* [Action item]: A complete and exact copy of the data below is the task.

* [Data supplied]:
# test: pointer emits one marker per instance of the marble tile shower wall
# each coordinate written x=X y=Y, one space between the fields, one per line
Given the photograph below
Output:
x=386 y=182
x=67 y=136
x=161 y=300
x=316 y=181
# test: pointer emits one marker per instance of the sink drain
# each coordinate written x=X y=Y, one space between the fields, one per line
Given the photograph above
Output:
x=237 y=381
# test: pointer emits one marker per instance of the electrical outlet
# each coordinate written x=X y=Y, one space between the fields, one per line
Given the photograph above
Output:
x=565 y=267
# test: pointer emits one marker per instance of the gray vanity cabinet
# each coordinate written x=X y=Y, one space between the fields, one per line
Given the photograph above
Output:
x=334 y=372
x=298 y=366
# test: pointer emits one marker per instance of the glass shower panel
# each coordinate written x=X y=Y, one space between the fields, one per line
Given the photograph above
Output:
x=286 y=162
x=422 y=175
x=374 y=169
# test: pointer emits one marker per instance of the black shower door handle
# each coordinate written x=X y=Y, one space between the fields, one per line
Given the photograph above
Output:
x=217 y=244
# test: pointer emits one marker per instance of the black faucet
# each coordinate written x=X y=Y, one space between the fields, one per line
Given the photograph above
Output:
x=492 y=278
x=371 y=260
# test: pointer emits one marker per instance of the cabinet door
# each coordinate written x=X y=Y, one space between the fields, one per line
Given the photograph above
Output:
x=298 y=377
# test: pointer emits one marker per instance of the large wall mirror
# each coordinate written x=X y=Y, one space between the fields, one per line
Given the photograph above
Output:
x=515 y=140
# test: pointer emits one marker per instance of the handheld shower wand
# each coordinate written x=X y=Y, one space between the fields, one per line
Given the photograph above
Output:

* [Solution to this task]:
# test: pointer emits one marker per instance of the marble tile shower wall
# each coordinate written x=X y=Y, one space between the fields, one per line
Given the photograph below
Output:
x=386 y=182
x=67 y=136
x=161 y=300
x=316 y=181
# test: pointer emits one marker per instance of the sink drain
# each coordinate written x=X y=Y, one space between the fields, one per line
Given the photograph above
Output:
x=237 y=381
# test: pointer emits one marker per instance of the electrical outlet
# each coordinate written x=X y=Y, one space between the fields, one per line
Given the photograph above
Output:
x=565 y=267
# test: pointer emits one marker per instance of the gray vanity cabinet
# each coordinate written x=X y=Y, one space between the fields, one per line
Given the photograph above
Output:
x=334 y=372
x=298 y=366
# test: pointer emits one marker per instance of the glass shower panel
# each coordinate written x=X y=Y, one space between the fields, one per line
Given the photograph above
Output:
x=286 y=162
x=422 y=175
x=374 y=169
# test: pointer emits one marker per instance of the black shower door handle
# each coordinate written x=X y=Y, one space between the fields, one per line
Given the photograph above
Output:
x=217 y=244
# test: pointer emits one marker per instance of the black faucet
# each coordinate written x=X y=Y, one space between the fields, one per line
Given the photograph above
Output:
x=492 y=278
x=371 y=260
# test: pointer emits one marker per instance of the cabinet door
# each coordinate written x=X y=Y, one space between the fields, one per line
Given the photograph above
Output:
x=298 y=377
# test: pointer emits one marker per instance of the large wall mirror
# each coordinate written x=X y=Y, one space between the fields, one per line
Given the photograph above
Output:
x=515 y=140
# test: pointer emits one marker per instance of the handheld shower wand
# each coordinate written x=X y=Y, one space between the fields, one per line
Given the photograph above
Output:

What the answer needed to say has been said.